### DESCRIPTION OF THE TASK
Copy every item below word for word, but leave the pictures out of your answer.

### GIVEN DATA
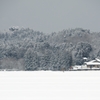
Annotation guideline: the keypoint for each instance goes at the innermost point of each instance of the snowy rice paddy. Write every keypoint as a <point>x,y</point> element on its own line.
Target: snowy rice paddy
<point>48,85</point>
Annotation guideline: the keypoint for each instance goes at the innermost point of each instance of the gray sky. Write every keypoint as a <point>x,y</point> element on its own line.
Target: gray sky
<point>50,15</point>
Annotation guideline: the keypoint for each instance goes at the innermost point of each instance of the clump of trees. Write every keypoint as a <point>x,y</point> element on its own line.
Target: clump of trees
<point>26,49</point>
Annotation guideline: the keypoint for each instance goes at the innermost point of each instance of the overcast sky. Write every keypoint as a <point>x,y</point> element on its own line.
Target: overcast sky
<point>50,15</point>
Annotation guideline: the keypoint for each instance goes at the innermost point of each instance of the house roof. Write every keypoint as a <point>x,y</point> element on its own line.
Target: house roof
<point>93,62</point>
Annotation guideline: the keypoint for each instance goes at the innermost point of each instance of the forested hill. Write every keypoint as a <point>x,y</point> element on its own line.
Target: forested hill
<point>26,49</point>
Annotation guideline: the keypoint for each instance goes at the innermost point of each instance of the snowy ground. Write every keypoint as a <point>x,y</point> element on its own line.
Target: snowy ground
<point>48,85</point>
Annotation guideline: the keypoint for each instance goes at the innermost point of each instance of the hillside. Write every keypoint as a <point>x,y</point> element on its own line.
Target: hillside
<point>26,49</point>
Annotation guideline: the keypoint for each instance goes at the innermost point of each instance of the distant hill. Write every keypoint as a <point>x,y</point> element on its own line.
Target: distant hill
<point>26,49</point>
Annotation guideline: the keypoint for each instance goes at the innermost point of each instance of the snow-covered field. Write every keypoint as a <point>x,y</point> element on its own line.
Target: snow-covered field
<point>48,85</point>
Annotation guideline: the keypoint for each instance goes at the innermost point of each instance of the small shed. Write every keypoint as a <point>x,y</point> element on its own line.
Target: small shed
<point>93,64</point>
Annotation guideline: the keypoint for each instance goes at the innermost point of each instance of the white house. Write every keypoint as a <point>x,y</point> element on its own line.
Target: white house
<point>93,64</point>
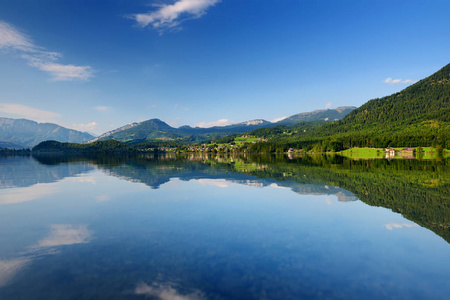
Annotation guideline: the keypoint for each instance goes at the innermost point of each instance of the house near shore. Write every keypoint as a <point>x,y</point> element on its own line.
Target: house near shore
<point>390,152</point>
<point>408,152</point>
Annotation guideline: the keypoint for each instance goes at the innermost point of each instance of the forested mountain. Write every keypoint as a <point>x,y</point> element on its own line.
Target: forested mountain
<point>318,115</point>
<point>417,116</point>
<point>23,133</point>
<point>157,129</point>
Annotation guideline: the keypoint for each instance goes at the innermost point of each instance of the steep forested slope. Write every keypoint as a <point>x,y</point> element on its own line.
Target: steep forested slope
<point>417,116</point>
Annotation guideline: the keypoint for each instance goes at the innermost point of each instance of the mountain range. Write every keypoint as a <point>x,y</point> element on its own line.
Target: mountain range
<point>157,129</point>
<point>23,133</point>
<point>419,115</point>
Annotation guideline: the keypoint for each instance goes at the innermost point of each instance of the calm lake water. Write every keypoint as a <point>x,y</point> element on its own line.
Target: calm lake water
<point>199,227</point>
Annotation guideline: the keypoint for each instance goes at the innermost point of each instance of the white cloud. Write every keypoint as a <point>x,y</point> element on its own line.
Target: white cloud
<point>168,16</point>
<point>22,111</point>
<point>9,268</point>
<point>389,80</point>
<point>102,198</point>
<point>165,292</point>
<point>12,39</point>
<point>222,183</point>
<point>92,126</point>
<point>65,234</point>
<point>278,119</point>
<point>103,108</point>
<point>221,122</point>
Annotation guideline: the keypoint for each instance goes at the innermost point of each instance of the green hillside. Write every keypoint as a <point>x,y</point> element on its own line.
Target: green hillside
<point>417,116</point>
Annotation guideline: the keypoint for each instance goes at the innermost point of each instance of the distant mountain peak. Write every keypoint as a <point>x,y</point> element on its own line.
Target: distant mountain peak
<point>28,133</point>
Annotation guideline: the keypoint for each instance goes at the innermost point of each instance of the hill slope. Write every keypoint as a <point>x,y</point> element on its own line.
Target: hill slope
<point>157,129</point>
<point>417,116</point>
<point>23,133</point>
<point>318,115</point>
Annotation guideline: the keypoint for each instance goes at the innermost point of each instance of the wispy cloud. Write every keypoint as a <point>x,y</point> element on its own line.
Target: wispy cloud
<point>20,195</point>
<point>103,108</point>
<point>9,268</point>
<point>221,122</point>
<point>65,234</point>
<point>11,39</point>
<point>389,80</point>
<point>165,292</point>
<point>22,111</point>
<point>169,16</point>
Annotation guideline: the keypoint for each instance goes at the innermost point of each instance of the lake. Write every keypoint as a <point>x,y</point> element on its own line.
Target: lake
<point>202,227</point>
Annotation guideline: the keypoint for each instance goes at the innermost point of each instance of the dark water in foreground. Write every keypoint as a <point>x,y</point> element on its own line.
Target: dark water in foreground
<point>223,228</point>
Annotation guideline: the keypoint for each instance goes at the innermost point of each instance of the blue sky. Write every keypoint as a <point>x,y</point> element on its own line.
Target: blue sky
<point>96,65</point>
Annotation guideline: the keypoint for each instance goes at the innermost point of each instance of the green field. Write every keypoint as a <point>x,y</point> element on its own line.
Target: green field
<point>372,153</point>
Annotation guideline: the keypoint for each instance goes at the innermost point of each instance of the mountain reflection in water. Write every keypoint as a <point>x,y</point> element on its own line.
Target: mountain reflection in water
<point>215,227</point>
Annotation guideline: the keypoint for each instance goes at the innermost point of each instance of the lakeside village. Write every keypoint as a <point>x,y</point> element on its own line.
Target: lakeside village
<point>243,146</point>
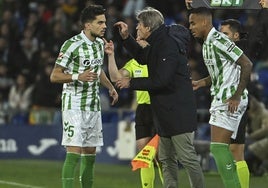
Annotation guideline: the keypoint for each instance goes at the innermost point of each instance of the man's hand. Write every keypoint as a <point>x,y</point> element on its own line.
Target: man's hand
<point>196,85</point>
<point>141,42</point>
<point>233,103</point>
<point>114,95</point>
<point>123,29</point>
<point>188,4</point>
<point>123,83</point>
<point>108,47</point>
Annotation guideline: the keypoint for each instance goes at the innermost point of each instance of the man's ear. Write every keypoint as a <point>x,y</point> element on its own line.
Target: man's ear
<point>237,35</point>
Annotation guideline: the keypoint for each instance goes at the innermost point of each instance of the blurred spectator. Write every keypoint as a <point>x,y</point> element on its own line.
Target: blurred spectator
<point>132,7</point>
<point>46,100</point>
<point>46,94</point>
<point>19,99</point>
<point>259,37</point>
<point>5,82</point>
<point>4,49</point>
<point>257,139</point>
<point>262,70</point>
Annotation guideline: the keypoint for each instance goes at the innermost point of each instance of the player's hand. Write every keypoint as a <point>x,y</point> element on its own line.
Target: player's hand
<point>123,29</point>
<point>233,103</point>
<point>195,84</point>
<point>142,43</point>
<point>122,83</point>
<point>88,76</point>
<point>188,4</point>
<point>263,3</point>
<point>108,47</point>
<point>113,93</point>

### THE RESPONSE
Annotation guideline: the keypoint for each instance goes at the innermost point of each instance of the snowy rice paddy. Write every keypoint as a <point>x,y</point> element on its own line.
Target: snowy rice paddy
<point>48,85</point>
Annotation guideline: the keypoint for each instance goes at the innermost point of each instance of the gray sky. Write every keypoint as a <point>x,y</point> element on its own line.
Target: gray sky
<point>50,15</point>
Annotation guideline: the keypoint for each instance goes at the innermost point of each instance of the clump of trees. Write every keypoint as a <point>x,y</point> element on its own line.
Target: clump of trees
<point>26,49</point>
Annotation guideline: the keypoint for each instance goes at the innermost point of each instance of the overcast sky. Write every keypoint as a <point>x,y</point> element on its own line.
Target: overcast sky
<point>50,15</point>
Annotation guideline: the keypoint for each instance goes at the innermost point of each instance of the house roof. Write every keypoint as a <point>x,y</point> element on its own line.
Target: house roof
<point>93,62</point>
Annotation guideline: the keypoint for each instance goes at the innermost point of each instance of the forested hill. Write every keypoint as a <point>x,y</point> element on its own line.
Target: forested hill
<point>26,49</point>
Annotation guideline: the keypoint for each instance goes at the innermost point of each instance of the snowy ground. Write every keypoint as a <point>x,y</point> element on its own line.
Target: snowy ground
<point>48,85</point>
Annotation guideline: the keypoint for each instance goes at the innermost point of each instance of the hillside. Write every keypoint as a <point>x,y</point> element on its own line.
Target: hillside
<point>26,49</point>
Annotation guideline: the keypoint for each instance goes at the innermost point of each instance of the distant hill. Write every keypoint as a <point>x,y</point> element on its own line.
Target: distant hill
<point>26,49</point>
Annotation guideline: the keypoint for each instance goes at the innermost point of each instance of the snow-covered field. Write every keypoint as a <point>x,y</point> element on its own line.
Target: snow-covered field
<point>48,85</point>
Annotation guideline: the keypoint for each instance goes at the innermost point of each instance of the small shed. Write every keypoint as a <point>x,y</point> element on its own line.
Target: small shed
<point>93,64</point>
Annotation guideline: the keypoint for each instance goes at the innermost point of each instance of the white house. Write every keypoint as a <point>x,y</point> element on its own line.
Target: white house
<point>93,64</point>
Annotation guideline: the keypoint for each instance goes at the innermost point of each instance of the house near shore. Write every keypoint as a <point>x,y</point> element on its own line.
Target: house near shore
<point>390,152</point>
<point>408,152</point>
Annotation guideline: the keypoint for each instance goes at the innermost point of each instance of the forested mountain. Write every keypoint as a <point>x,y</point> element on its own line.
Target: forested mountain
<point>318,115</point>
<point>417,116</point>
<point>23,133</point>
<point>157,129</point>
Annotation guideline: the keypoint for each instance goes at the innermost point of each instance of the steep forested slope. Write every keypoint as a <point>x,y</point> element on its own line.
Target: steep forested slope
<point>417,116</point>
Annotation guideline: the keypoint for each instance goes at the innermost point of each instance of the mountain range. Write every keypoint as a <point>x,y</point> element on its own line.
Target: mountain range
<point>157,129</point>
<point>23,133</point>
<point>419,115</point>
Annotation guideline: the keypoint for each instance goes at the innermost point of each instance of the calm lake water. Write every keypoint as a <point>x,y</point> element on its own line.
Target: calm lake water
<point>199,227</point>
Annotation guideline: the keypoint for each instance goes at the innermost point of each instance of the white cloud. Write every keypoint as a <point>x,y</point> element on its own line.
Target: white cloud
<point>168,16</point>
<point>22,111</point>
<point>9,268</point>
<point>389,80</point>
<point>102,198</point>
<point>165,292</point>
<point>12,39</point>
<point>222,183</point>
<point>92,126</point>
<point>65,234</point>
<point>278,119</point>
<point>103,108</point>
<point>221,122</point>
Annotation guideline: the keypoint for each instance goes at the innermost point of each instance of the green hillside. Write every keypoint as a <point>x,y</point> element on its own line.
Target: green hillside
<point>417,116</point>
Annotation guideline: the keypoint for each instance goes at the innermost point of each instance of the distant mountain peak. Write every keypoint as a <point>x,y</point> element on its own line.
Target: distant mountain peak
<point>28,133</point>
Annotation guideline: the keypoint for each instance goes at the innermost point of each instance of the hill slope. Write every keypoint as a <point>x,y</point> element on its own line.
Target: hill slope
<point>157,129</point>
<point>417,116</point>
<point>23,133</point>
<point>318,115</point>
Annotation guideline: the keypoint for each instance goes at the innermost point of each instance of the wispy cloud. Write every keypoint as a <point>x,y</point> element on its own line.
Target: wispy cloud
<point>20,195</point>
<point>103,108</point>
<point>9,268</point>
<point>221,122</point>
<point>65,234</point>
<point>11,39</point>
<point>389,80</point>
<point>165,292</point>
<point>22,111</point>
<point>169,16</point>
Annotation guideline: the keypoint for each instance goes at the innermost point of each instance of the lake. Write every keypoint as a <point>x,y</point> element on its own line.
Target: lake
<point>202,227</point>
Annotation guideline: the keypoint for each instance goes at the innermost point of each instance of the dark water in foreground. Write every keypoint as a <point>x,y</point> element on its own line.
Target: dark water in foreground
<point>223,228</point>
Annotation guideline: the keypoint for each instance goes at the innermost point of each instance of the blue sky. Write every keypoint as a <point>x,y</point> element on its own line.
Target: blue sky
<point>96,65</point>
Annotation guideline: the keypoint for each instance goes at the innermost point of each instance of the green field. Write every keypoint as a <point>x,y</point> element on its own line.
Target: green field
<point>372,153</point>
Annotation guideline: the keypoint for each instance goes at the innermost point of each instance of the mountain reflection in water. Write every keypoint as a <point>x,y</point> element on its own line.
Target: mountain reflection in water
<point>215,227</point>
Annotation guideline: the keypoint for each instance goes at the innermost point of each instance of the lakeside village. Write every keypoint as a <point>x,y</point> element on its own line.
Target: lakeside village
<point>243,146</point>
Annotation guideline: the keypoint for each instance goes at the innermost point of each instance of the man's hand. Write every keypoint as a <point>x,y</point> element on its own line.
Target: man's hand
<point>196,85</point>
<point>141,42</point>
<point>233,103</point>
<point>114,95</point>
<point>123,29</point>
<point>188,4</point>
<point>123,83</point>
<point>108,47</point>
Annotation guideline: the keypoint for each instance goes at the innermost point of each instance of the man's ear. Write every keypoint as a <point>x,y</point> element on its own line.
Target: man's ear
<point>237,35</point>
Annotation guideline: the keypoint for each instance goes at the innermost point of each instance of the blurred spectator. Write every keypoint as a <point>x,y</point> element on its own line.
Target: blurred spectator
<point>132,7</point>
<point>46,100</point>
<point>46,94</point>
<point>19,99</point>
<point>259,37</point>
<point>5,82</point>
<point>4,49</point>
<point>257,139</point>
<point>262,70</point>
Annotation guideline: the keypoint for each instance goes at the innermost point of each instance of the player's hand. Write every keypoint as a <point>x,y</point> element on its own line.
Target: player's hand
<point>123,29</point>
<point>233,103</point>
<point>195,84</point>
<point>142,43</point>
<point>122,83</point>
<point>88,76</point>
<point>188,4</point>
<point>263,3</point>
<point>108,47</point>
<point>113,93</point>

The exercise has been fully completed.